[任务指令] 在关于按k个一组翻转链表的文档摘录中,给定链表1->2->3->4->5,当k = 3时应返回什么?

0025. Reverse Nodes in K Group

25. Reverse Nodes in k-Group #

题目 #

Given a linked list, reverse the nodes of a linked list k at a time and return its modified list.

k is a positive integer and is less than or equal to the length of the linked list. If the number of nodes is not a multiple of k then left-out nodes in the end should remain as it is.

Example:


Given this linked list: 1->2->3->4->5

For k = 2, you should return: 2->1->4->3->5

For k = 3, you should return: 3->2->1->4->5

Note:

  • Only constant extra memory is allowed.
  • You may not alter the values in the list’s nodes, only nodes itself may be changed.

题目大意 #

按照每 K 个元素翻转的方式翻转链表。如果不满足 K 个元素的就不翻转。

解题思路 #

这一题是 problem 24 的加强版,problem 24 是两两相邻的元素,翻转链表。而 problem 25 要求的是 k 个相邻的元素,翻转链表,problem 相当于是 k = 2 的特殊情况。

[物体指向数据集摘录]
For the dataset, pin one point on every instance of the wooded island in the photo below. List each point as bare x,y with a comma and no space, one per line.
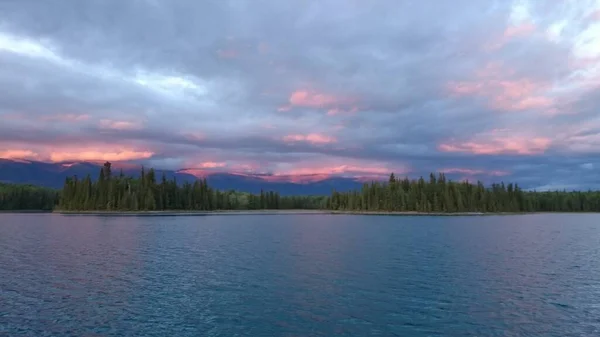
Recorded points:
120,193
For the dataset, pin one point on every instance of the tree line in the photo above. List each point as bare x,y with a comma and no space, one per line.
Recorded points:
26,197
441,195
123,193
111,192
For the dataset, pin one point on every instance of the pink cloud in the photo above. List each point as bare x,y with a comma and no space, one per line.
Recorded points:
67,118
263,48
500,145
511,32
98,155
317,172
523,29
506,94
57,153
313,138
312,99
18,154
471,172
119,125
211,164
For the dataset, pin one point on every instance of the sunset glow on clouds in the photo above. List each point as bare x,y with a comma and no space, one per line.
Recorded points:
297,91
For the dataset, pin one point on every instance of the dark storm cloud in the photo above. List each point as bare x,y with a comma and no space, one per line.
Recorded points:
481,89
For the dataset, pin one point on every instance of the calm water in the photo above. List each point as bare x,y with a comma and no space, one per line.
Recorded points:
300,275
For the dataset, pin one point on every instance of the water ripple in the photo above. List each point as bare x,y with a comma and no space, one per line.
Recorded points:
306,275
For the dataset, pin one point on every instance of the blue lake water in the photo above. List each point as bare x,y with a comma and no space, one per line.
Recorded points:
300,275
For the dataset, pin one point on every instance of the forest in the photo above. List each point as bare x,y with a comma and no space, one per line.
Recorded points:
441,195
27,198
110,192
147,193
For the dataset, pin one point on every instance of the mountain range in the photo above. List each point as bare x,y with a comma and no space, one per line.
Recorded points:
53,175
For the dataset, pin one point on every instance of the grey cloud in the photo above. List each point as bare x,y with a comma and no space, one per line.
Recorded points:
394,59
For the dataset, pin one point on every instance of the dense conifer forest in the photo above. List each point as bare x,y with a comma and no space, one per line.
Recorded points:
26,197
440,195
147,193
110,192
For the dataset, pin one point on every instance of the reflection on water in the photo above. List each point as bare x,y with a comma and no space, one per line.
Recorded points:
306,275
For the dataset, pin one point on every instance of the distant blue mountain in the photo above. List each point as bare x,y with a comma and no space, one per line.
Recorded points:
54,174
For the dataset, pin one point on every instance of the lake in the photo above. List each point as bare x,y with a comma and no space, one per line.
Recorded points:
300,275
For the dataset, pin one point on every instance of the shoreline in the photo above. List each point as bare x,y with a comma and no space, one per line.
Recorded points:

[本题结果] 3->2->1->4->5